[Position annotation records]

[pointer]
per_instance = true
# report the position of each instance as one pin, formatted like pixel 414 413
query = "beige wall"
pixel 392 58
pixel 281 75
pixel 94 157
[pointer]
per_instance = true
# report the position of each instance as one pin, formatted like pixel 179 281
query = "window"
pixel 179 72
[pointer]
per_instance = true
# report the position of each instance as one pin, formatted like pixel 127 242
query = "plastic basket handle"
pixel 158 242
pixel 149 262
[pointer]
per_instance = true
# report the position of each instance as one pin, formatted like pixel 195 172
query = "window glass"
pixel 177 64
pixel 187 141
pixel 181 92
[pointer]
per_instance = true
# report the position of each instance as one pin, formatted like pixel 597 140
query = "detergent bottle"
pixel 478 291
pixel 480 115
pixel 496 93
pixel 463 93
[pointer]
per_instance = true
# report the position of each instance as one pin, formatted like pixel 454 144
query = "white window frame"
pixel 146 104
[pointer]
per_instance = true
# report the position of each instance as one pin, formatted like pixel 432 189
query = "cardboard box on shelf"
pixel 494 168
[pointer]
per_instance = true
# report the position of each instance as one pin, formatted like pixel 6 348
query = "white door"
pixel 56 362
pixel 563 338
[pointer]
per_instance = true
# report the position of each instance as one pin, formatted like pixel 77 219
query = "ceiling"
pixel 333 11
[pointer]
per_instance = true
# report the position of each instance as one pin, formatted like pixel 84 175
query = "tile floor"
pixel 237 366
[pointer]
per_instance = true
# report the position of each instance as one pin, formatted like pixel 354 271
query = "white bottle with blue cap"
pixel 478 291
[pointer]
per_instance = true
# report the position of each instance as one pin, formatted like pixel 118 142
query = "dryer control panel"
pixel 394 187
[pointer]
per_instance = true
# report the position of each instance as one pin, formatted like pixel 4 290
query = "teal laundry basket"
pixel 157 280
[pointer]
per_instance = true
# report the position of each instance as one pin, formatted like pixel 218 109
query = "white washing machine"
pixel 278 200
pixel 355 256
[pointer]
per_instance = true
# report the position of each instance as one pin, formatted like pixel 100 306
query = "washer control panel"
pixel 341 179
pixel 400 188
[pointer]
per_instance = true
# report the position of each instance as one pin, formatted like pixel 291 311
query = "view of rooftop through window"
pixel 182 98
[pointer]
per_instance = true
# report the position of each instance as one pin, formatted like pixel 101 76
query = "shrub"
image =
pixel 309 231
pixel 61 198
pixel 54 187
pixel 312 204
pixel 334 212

▶ [Given request] Restate each record exactly as written.

▶ [Written solution]
[pointer]
per_instance = true
# report the position of each instance as one pin, formatted like pixel 414 413
query = "beige wall"
pixel 392 58
pixel 281 75
pixel 94 157
[pointer]
per_instance = true
# report the position of each instance as one pin, formatted like pixel 179 281
query = "window"
pixel 179 72
[pointer]
per_instance = true
# report the position of each instance as one pin, formatted like pixel 127 242
query = "plastic basket handle"
pixel 158 242
pixel 149 262
[pointer]
per_instance = true
# report the position of each instance as one pin, formatted like pixel 195 172
query = "window glass"
pixel 177 64
pixel 187 141
pixel 181 92
[pointer]
per_instance = true
# report the position of each instance as one pin, formatted like pixel 597 140
query = "detergent bottle"
pixel 478 291
pixel 480 115
pixel 496 93
pixel 463 93
[pointer]
per_instance = true
# report the position of each instance as one pin, formatted like pixel 454 144
query = "white window frame"
pixel 146 104
[pointer]
per_instance = true
# report the position of each instance as one pin, formatted like pixel 432 189
query = "cardboard box on shelf"
pixel 494 168
[pointer]
per_instance = true
# report the position of each instance as one pin, formatted like pixel 6 348
query = "white door"
pixel 56 362
pixel 563 338
[pointer]
per_instance = true
# report the position of each instance as one pin, formatted like pixel 77 219
query = "ceiling"
pixel 333 11
[pointer]
per_instance = true
# report the position of each instance as one pin, formatted like pixel 84 175
query = "tile floor"
pixel 237 366
[pointer]
per_instance = true
# report the position of each instance as one pin, formatted like pixel 354 271
query = "white bottle with blue cap"
pixel 478 291
[pointer]
per_instance = true
# report the position of each instance as one pin, formatted like pixel 118 142
query = "dryer control panel"
pixel 394 187
[pointer]
per_instance = true
# report the position of each instance as one pin, formatted like pixel 4 290
query = "teal laundry basket"
pixel 157 280
[pointer]
per_instance = true
# report the position of each instance as one pin, formatted like pixel 218 109
query = "white washing machine"
pixel 278 200
pixel 355 256
[pointer]
per_instance = true
# report the position of each instance as one pin, formatted like pixel 100 306
query = "washer control panel"
pixel 341 179
pixel 400 188
[pointer]
per_instance = true
# report the position of each instance as one pin, formatted like pixel 291 311
query = "view of rooftop through window"
pixel 182 98
[pointer]
per_instance = true
# report the position of each instance as one pin, formatted like pixel 101 76
query = "shrub"
image =
pixel 309 231
pixel 61 198
pixel 54 187
pixel 312 204
pixel 334 212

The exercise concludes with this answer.